▸ **What needs to be done**: Every entry in this listing should be written out exactly.

****************

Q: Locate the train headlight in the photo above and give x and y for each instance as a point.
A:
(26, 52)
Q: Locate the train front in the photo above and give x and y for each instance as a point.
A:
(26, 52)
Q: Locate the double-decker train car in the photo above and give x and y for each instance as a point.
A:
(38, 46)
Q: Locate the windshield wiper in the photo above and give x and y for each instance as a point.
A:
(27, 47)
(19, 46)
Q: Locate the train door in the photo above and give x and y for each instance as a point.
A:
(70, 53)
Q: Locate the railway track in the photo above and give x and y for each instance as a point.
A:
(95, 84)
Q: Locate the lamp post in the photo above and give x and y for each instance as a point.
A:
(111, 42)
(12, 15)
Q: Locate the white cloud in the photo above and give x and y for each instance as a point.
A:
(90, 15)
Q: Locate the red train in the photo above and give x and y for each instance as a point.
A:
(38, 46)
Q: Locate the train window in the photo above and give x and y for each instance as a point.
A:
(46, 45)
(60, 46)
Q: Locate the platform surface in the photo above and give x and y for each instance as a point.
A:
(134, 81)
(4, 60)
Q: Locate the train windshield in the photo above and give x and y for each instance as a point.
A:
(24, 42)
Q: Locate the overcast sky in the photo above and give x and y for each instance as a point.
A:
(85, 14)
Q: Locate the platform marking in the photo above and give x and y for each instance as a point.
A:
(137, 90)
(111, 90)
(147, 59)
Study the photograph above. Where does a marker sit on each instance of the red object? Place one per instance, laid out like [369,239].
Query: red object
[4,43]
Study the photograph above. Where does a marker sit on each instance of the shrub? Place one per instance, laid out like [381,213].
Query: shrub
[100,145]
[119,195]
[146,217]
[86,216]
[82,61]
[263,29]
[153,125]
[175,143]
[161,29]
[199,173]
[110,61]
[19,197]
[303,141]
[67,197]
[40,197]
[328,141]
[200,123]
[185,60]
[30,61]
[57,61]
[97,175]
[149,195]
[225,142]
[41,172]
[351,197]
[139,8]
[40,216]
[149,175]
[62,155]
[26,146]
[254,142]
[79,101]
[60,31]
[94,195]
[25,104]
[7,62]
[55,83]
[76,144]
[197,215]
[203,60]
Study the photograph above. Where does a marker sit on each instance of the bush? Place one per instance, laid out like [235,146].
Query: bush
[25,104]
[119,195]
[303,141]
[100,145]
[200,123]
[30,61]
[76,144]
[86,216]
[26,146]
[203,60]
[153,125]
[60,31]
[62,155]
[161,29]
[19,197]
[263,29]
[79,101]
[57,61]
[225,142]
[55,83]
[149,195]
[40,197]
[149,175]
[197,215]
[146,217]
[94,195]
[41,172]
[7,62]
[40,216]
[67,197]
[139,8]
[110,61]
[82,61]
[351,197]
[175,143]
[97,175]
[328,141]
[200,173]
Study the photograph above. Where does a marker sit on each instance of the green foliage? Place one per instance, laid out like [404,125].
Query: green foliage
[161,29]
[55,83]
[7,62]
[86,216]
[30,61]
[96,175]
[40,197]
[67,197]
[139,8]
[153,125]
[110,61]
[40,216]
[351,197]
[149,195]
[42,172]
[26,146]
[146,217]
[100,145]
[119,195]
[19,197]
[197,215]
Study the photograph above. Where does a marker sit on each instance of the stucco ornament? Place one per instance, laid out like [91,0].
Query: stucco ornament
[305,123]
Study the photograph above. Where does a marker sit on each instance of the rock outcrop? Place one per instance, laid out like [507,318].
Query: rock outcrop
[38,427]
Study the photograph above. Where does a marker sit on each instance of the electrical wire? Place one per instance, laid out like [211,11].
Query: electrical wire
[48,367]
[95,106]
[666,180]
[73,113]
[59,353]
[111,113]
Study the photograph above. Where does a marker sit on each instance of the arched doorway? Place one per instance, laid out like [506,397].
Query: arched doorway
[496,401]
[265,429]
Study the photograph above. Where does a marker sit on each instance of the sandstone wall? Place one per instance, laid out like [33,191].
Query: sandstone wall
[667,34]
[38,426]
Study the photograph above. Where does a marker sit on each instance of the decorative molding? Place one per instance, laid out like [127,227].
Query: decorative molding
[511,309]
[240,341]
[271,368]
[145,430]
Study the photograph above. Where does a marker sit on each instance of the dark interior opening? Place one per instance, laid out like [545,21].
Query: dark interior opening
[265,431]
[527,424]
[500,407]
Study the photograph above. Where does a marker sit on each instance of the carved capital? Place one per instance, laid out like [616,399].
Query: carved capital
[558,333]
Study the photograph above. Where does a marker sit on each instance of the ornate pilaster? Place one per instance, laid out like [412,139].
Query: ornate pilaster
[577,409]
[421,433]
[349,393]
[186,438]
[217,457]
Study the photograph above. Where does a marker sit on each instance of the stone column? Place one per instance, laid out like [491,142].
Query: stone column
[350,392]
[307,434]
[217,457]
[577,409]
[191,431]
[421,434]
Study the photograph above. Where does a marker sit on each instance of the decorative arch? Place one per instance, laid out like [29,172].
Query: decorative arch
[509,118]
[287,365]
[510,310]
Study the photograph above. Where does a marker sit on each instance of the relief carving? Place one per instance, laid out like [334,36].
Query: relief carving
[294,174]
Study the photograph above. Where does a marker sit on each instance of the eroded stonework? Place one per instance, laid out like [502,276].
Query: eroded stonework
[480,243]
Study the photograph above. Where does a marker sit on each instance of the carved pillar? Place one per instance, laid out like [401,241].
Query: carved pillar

****************

▸ **Answer to the problem**:
Q: Locate the train headlight in the photo above and give x and y for each instance as a point.
A:
(26, 52)
Q: Locate the train front in the photo above and give x and y for each instance as a point.
A:
(26, 52)
Q: Locate the double-decker train car in the photo above and give x and y for each instance as a point.
A:
(38, 46)
Q: Locate the windshield wiper in the photo above and give x and y for each instance as a point.
A:
(27, 47)
(19, 46)
Q: Locate the train door in the photo above and give x and y for each instance as a point.
A:
(70, 53)
Q: Locate the railway track in the photo above and give x and y for each instance as a point.
A:
(95, 84)
Q: Locate the lamp post in the photo above and give x and y for each instance as a point.
A:
(111, 42)
(12, 15)
Q: Locate the white cloud in the photo above and give x and y for each instance as a point.
A:
(90, 15)
Q: Locate the red train in the photo above and give x and y for each instance as a point.
A:
(38, 46)
Q: Locate the train window in the photo above and give x and y for each instance as a point.
A:
(46, 45)
(60, 46)
Q: Locate the platform surface in the photo above and give x and y for each instance as a point.
A:
(134, 81)
(4, 60)
Q: Locate the train windshield in the photo above and give x and y for each instance as a point.
A:
(24, 42)
Q: Locate the overcast sky in the photo above and give x and y for each instance as a point.
A:
(85, 14)
Q: Locate the platform marking in the photo above and give x and y for each instance as a point.
A:
(137, 90)
(111, 90)
(147, 59)
Study the photograph above. Where does a marker sit on each instance of the red object? Place one per instance, laid out like [369,239].
Query: red object
[4,43]
Study the photograph above. Where does a marker sit on each instance of the shrub? Place one per instance, laid out like [381,213].
Query: shrub
[100,145]
[119,195]
[146,217]
[86,216]
[82,61]
[263,29]
[153,125]
[175,143]
[161,29]
[199,173]
[110,61]
[19,197]
[303,141]
[67,197]
[40,197]
[328,141]
[200,123]
[185,60]
[30,61]
[57,61]
[97,175]
[149,195]
[225,142]
[41,172]
[351,197]
[139,8]
[40,216]
[149,175]
[62,155]
[26,146]
[254,142]
[79,101]
[60,31]
[94,195]
[25,104]
[7,62]
[55,83]
[76,144]
[197,215]
[203,60]
Study the photograph above. Where does a marker sit on each instance of the bush? Place one per instance, laid out like [235,146].
Query: bush
[25,104]
[119,195]
[303,141]
[100,145]
[200,123]
[30,61]
[76,144]
[86,216]
[26,146]
[203,60]
[153,125]
[60,31]
[62,155]
[161,29]
[19,197]
[263,29]
[79,101]
[57,61]
[225,142]
[55,83]
[149,195]
[40,197]
[149,175]
[197,215]
[146,217]
[94,195]
[41,172]
[7,62]
[40,216]
[67,197]
[139,8]
[110,61]
[82,61]
[351,197]
[175,143]
[97,175]
[328,141]
[200,173]
Study the photograph above. Where does a marker sit on each instance of the green foliage? Place one per instance, laid out like [404,125].
Query: green foliage
[161,29]
[55,83]
[7,62]
[86,216]
[30,61]
[96,175]
[40,197]
[67,197]
[139,8]
[153,125]
[110,61]
[40,216]
[351,197]
[149,195]
[42,172]
[26,146]
[146,217]
[100,145]
[119,195]
[19,197]
[197,215]
Study the photograph above. Where does a marker sit on each instance of the stucco ornament? Place one per instance, laid out like [91,0].
Query: stucco ornament
[305,123]
Study the photograph above. Where does a marker sit on each instance of the rock outcrop? Place one per instance, laid out like [507,318].
Query: rock outcrop
[38,427]
Study the photograph above. Where does a marker sit on each instance of the electrical wire? Place one per instance, laid out like [211,11].
Query: electrical wire
[48,367]
[95,106]
[666,180]
[73,113]
[59,353]
[111,113]
Study the photograph above. Where does a marker sit on each instance of the arched doorway? Place one per instance, laid out like [506,397].
Query: arched doorway
[496,401]
[265,429]
Study the photograph above. Where does a marker sit on each instance of the sandstone wall? Place one per instance, laid out like [33,191].
Query: sandstone wall
[667,34]
[38,426]
Study the photograph above. Where does a marker sit on each instance of the decorative molding? Place one per instance, laid out like [127,227].
Query: decorative molding
[511,309]
[240,341]
[271,368]
[145,430]
Study the photograph above. Where does a marker sit on each instance of the dark interior opening? Place one per instance, laid out like [545,21].
Query: dark interior opening
[265,431]
[527,424]
[500,407]
Study the photograph above. Where does a marker sit on each instance of the carved capital? Place one per instance, laid out like [616,399].
Query: carved capital
[558,333]
Study the photograph above. Where does a marker sit on each instance of the ornate pilaster? Place one per instance, laid out like [412,139].
Query: ornate pilaster
[577,409]
[421,433]
[349,393]
[186,438]
[217,457]
Study the photograph above. Where does a marker sit on each instance of the stone column? Place one per instance, laid out like [491,142].
Query: stone column
[350,392]
[307,434]
[217,457]
[577,409]
[191,431]
[421,434]
Study the photograph above. Where does a marker sit on each instance of the decorative arch? Place one per instance, laid out like [29,172].
Query: decorative arch
[509,118]
[287,365]
[510,310]
Study the photograph above. Where does a marker sit on each instance of the relief carving? Place one per instance, laid out like [334,36].
Query: relief carving
[294,174]
Study the photograph above. Where does a marker sit on each instance of the eroded stonework? Place one per instance, laid out like [502,276].
Query: eroded stonework
[480,243]
Study the photograph above. Where does a marker sit on each instance of the carved pillar? Place one per instance, laid out like [401,241].
Query: carved pillar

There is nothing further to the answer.